§ **Record excerpts**:
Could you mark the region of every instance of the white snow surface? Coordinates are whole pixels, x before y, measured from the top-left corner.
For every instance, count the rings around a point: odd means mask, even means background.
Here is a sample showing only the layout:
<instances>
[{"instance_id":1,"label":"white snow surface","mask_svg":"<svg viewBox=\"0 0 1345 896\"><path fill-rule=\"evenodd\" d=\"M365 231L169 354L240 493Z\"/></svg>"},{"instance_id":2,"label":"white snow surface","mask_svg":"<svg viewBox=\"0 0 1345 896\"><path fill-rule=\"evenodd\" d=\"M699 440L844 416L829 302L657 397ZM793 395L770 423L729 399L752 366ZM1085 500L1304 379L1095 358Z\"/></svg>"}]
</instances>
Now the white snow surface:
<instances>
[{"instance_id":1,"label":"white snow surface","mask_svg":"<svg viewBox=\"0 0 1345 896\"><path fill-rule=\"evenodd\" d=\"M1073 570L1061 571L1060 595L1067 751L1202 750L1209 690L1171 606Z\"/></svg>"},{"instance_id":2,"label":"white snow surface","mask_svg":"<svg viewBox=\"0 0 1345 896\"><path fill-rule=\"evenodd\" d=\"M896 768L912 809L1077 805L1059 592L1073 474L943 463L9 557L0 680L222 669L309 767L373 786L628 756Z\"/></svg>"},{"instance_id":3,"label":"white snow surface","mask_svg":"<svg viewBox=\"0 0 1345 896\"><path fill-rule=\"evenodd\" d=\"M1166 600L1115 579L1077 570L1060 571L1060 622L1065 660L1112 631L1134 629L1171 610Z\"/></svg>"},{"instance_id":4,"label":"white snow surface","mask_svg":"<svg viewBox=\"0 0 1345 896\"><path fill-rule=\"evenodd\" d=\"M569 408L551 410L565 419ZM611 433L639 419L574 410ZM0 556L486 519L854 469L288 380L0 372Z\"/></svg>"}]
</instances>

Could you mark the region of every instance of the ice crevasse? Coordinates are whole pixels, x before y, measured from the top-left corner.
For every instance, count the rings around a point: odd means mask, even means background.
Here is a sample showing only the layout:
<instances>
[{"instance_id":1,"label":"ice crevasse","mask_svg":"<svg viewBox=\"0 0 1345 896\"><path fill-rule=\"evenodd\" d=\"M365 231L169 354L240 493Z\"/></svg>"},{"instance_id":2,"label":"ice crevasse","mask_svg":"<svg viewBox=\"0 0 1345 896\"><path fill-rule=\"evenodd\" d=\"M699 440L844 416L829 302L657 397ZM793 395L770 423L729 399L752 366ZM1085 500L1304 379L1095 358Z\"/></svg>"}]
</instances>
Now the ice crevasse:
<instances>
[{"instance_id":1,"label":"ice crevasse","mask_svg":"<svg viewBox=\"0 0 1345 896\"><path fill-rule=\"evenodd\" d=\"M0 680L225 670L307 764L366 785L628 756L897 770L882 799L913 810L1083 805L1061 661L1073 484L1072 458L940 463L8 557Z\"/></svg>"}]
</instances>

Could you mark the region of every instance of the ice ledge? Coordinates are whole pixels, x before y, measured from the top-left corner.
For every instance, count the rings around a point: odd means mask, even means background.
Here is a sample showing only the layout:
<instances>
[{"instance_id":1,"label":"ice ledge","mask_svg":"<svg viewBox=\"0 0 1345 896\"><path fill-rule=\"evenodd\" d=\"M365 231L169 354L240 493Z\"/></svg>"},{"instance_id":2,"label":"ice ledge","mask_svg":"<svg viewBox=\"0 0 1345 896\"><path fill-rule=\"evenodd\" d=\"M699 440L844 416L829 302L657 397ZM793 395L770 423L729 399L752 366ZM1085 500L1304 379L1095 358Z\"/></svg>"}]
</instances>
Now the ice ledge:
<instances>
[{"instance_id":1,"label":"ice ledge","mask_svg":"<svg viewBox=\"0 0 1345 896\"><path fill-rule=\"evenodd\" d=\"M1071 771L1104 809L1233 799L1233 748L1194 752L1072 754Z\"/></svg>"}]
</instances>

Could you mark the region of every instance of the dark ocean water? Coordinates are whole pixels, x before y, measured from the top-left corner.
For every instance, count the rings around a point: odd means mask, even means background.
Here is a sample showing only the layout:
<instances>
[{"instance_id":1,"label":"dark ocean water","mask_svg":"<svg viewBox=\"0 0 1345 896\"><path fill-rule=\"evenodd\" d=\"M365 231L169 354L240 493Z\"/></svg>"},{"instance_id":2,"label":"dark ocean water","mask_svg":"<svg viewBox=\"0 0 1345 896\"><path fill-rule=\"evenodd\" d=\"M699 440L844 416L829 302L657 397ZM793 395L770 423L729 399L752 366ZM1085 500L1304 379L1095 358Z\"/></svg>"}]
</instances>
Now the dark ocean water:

§ **Task prompt**: Copy the data from the line containing "Could you mark the region of every instance of the dark" through the last line of the data, swapping "dark ocean water" for "deep sea water" and leaving everything else unchanged.

§ **Written answer**:
Could you mark the region of every instance of the deep sea water? Coordinates are whole pixels, x before y, measured from the top-left corner.
For every instance, count the rings around a point: odd means mask, even means background.
Here is a sample showing only the layout:
<instances>
[{"instance_id":1,"label":"deep sea water","mask_svg":"<svg viewBox=\"0 0 1345 896\"><path fill-rule=\"evenodd\" d=\"M365 231L169 354L240 493Z\"/></svg>"},{"instance_id":2,"label":"deep sea water","mask_svg":"<svg viewBox=\"0 0 1345 896\"><path fill-rule=\"evenodd\" d=\"M699 440L844 416L829 302L657 397ZM793 395L770 423L729 399L752 366ZM1085 500L1304 379L1095 358Z\"/></svg>"}]
</instances>
Now the deep sea water:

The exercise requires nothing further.